▶ _Data excerpts_
>> begin
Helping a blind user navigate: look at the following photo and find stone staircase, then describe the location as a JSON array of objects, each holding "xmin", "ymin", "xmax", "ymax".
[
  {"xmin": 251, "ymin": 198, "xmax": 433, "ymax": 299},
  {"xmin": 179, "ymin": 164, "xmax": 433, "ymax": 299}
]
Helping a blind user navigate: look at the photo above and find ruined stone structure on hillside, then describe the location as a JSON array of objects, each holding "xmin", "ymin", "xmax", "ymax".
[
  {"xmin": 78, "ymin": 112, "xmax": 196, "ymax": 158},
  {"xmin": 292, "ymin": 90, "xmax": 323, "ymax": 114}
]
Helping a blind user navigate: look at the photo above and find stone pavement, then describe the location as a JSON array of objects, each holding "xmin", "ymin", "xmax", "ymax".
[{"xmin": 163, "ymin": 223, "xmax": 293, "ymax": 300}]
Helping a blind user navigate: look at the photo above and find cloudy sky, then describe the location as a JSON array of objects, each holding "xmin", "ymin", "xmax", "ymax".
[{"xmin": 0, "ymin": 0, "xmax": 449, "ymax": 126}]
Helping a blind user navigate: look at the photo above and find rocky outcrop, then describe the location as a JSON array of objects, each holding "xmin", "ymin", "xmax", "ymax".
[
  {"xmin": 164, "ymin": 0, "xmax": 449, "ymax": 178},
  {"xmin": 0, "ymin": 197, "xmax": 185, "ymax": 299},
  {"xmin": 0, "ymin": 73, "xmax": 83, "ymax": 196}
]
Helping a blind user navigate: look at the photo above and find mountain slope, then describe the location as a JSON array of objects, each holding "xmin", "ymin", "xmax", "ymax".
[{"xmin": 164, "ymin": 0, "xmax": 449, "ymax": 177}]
>> end
▶ _Goal of the exercise_
Reproduce the rows from the one containing "and find rocky" through the end of the rows, both included, adding 9 to every box coordinate in the answers and leaving all other text unchanged.

▶ _Answer to this task_
Helping a blind user navigate: look at the photo above and find rocky outcrop, then describe the location as a JSON array of objects, each holding "xmin", "ymin", "xmax", "ymax".
[
  {"xmin": 173, "ymin": 9, "xmax": 458, "ymax": 187},
  {"xmin": 9, "ymin": 206, "xmax": 194, "ymax": 308},
  {"xmin": 9, "ymin": 82, "xmax": 92, "ymax": 205}
]
Helping a blind user navigate: look at the photo above and find mountain slope, then describe the location as a JSON array of objects, each holding "xmin", "ymin", "xmax", "ymax".
[{"xmin": 173, "ymin": 9, "xmax": 458, "ymax": 186}]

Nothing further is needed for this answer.